Extract each line of the material that contains the string "girl", matching case exactly.

* Start *

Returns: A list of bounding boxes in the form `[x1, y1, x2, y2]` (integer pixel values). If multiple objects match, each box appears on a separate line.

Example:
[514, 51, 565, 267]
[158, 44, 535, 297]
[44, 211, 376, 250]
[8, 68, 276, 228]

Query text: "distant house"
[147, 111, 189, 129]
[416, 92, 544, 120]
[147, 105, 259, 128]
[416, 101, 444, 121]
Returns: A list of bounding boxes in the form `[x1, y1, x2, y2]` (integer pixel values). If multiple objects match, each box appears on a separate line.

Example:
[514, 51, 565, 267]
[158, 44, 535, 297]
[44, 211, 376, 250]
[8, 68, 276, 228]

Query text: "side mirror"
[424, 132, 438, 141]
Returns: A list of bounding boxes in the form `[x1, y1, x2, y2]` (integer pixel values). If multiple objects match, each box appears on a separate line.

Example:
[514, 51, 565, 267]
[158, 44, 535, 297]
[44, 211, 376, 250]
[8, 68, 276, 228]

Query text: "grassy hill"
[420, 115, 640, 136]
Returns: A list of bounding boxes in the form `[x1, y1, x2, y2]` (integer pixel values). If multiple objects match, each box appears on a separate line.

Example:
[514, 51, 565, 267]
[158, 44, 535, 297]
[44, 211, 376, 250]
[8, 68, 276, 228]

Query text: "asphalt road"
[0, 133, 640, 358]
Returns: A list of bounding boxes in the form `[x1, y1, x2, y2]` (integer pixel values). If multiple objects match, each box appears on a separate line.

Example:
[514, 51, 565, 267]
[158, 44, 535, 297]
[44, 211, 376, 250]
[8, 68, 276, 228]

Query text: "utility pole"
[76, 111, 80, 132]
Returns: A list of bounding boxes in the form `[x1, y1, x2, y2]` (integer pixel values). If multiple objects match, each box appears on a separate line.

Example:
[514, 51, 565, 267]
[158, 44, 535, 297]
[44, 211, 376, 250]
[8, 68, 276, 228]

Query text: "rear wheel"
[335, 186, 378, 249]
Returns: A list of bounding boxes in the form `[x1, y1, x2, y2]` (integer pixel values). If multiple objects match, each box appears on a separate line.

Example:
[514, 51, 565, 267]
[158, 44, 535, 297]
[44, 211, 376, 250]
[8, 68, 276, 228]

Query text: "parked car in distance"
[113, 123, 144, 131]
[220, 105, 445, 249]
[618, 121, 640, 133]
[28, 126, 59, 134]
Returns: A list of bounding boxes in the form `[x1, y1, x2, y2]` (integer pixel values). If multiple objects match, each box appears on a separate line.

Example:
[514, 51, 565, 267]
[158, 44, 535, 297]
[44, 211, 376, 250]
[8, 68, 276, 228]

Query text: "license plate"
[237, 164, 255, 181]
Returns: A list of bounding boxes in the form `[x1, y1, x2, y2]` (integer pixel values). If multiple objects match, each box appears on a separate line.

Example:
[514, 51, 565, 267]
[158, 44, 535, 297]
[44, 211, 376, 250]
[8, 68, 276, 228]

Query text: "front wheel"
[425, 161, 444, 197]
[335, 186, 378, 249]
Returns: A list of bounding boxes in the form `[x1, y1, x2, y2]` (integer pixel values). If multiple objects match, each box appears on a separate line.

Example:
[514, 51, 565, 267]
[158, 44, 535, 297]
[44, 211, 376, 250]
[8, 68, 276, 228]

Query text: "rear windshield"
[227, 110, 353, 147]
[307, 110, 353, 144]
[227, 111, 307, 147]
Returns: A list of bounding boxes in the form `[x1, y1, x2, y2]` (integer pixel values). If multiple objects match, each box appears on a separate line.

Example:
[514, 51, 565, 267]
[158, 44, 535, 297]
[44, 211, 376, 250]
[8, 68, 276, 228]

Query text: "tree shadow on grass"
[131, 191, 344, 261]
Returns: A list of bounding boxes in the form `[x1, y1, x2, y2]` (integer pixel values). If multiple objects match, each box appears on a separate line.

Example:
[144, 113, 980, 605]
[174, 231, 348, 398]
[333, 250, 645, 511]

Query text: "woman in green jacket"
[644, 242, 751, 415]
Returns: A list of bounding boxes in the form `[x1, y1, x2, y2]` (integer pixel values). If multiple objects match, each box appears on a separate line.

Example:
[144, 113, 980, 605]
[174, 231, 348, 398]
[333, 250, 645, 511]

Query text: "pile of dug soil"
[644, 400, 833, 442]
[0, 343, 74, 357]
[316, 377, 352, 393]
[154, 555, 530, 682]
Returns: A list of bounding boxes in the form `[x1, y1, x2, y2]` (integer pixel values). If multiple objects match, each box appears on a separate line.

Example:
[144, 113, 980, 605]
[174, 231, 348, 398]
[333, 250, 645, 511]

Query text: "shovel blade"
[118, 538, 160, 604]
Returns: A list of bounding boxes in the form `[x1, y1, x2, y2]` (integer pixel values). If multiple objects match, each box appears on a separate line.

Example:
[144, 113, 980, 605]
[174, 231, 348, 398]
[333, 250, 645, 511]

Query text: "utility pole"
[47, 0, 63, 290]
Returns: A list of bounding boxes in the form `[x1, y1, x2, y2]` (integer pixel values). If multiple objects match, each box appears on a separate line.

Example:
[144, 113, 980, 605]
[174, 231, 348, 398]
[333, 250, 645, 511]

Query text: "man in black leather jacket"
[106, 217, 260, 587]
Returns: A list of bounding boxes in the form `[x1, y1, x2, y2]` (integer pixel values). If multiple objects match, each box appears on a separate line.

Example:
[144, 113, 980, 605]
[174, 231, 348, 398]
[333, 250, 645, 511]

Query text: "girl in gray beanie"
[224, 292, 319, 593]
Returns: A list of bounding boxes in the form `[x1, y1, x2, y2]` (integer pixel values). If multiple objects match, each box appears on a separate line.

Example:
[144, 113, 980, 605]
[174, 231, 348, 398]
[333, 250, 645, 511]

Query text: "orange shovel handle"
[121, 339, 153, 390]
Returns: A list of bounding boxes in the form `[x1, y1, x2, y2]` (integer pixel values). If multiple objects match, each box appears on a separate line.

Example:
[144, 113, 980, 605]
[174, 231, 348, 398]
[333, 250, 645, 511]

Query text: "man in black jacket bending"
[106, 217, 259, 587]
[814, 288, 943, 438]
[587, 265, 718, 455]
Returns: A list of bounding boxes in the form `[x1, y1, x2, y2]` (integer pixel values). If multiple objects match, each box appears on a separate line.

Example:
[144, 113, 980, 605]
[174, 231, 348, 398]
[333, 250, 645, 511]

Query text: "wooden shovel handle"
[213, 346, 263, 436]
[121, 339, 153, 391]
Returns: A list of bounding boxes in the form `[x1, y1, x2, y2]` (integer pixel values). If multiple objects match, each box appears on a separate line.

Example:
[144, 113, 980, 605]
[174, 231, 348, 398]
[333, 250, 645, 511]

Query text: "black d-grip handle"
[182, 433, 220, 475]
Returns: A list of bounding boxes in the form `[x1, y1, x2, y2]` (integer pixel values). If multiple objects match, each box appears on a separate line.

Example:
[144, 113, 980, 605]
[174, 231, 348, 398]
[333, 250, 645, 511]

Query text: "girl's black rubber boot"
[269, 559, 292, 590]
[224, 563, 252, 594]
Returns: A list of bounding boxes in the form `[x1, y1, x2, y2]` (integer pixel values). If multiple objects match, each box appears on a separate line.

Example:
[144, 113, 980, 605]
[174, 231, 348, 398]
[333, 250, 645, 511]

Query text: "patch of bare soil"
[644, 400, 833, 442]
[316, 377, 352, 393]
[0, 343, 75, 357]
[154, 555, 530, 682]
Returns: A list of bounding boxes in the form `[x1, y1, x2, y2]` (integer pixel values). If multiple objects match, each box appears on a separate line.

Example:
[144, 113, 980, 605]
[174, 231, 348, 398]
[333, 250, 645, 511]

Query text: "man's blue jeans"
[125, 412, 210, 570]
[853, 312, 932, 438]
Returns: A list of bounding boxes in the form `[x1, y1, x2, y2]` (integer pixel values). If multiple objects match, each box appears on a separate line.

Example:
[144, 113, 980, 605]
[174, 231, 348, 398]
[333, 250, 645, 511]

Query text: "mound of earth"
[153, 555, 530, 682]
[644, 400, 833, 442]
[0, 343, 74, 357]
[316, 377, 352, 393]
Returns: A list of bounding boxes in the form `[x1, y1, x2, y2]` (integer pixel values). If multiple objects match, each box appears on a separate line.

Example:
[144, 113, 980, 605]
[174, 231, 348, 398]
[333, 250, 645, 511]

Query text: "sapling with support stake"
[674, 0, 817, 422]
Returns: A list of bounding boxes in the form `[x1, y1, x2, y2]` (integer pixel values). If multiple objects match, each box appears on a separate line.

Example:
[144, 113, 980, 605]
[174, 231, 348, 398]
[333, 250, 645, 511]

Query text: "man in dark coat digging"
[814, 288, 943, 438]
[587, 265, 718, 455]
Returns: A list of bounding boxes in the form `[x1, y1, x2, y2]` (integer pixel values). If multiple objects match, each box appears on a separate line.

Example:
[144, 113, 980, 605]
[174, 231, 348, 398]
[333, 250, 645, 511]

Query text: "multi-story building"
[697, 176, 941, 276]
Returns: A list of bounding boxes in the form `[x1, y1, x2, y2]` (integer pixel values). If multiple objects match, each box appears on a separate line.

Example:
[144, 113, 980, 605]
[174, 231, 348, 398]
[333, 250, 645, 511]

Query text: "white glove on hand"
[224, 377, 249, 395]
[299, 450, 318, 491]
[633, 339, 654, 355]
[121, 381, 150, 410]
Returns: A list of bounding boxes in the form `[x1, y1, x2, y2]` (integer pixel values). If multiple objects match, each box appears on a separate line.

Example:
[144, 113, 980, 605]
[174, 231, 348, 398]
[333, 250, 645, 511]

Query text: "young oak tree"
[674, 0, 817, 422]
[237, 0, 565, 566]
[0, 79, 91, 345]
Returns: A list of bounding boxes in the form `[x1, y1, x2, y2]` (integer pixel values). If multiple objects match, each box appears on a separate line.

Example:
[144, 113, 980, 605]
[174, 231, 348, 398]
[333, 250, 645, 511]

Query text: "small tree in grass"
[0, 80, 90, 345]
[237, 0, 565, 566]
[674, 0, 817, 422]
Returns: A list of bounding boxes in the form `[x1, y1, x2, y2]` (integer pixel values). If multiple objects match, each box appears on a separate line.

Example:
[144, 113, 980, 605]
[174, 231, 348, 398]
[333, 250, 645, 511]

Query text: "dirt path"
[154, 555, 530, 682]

* End *

(WRITTEN SOLUTION):
Query text: "girl in gray beanie"
Query text: "girl's black rubber boot"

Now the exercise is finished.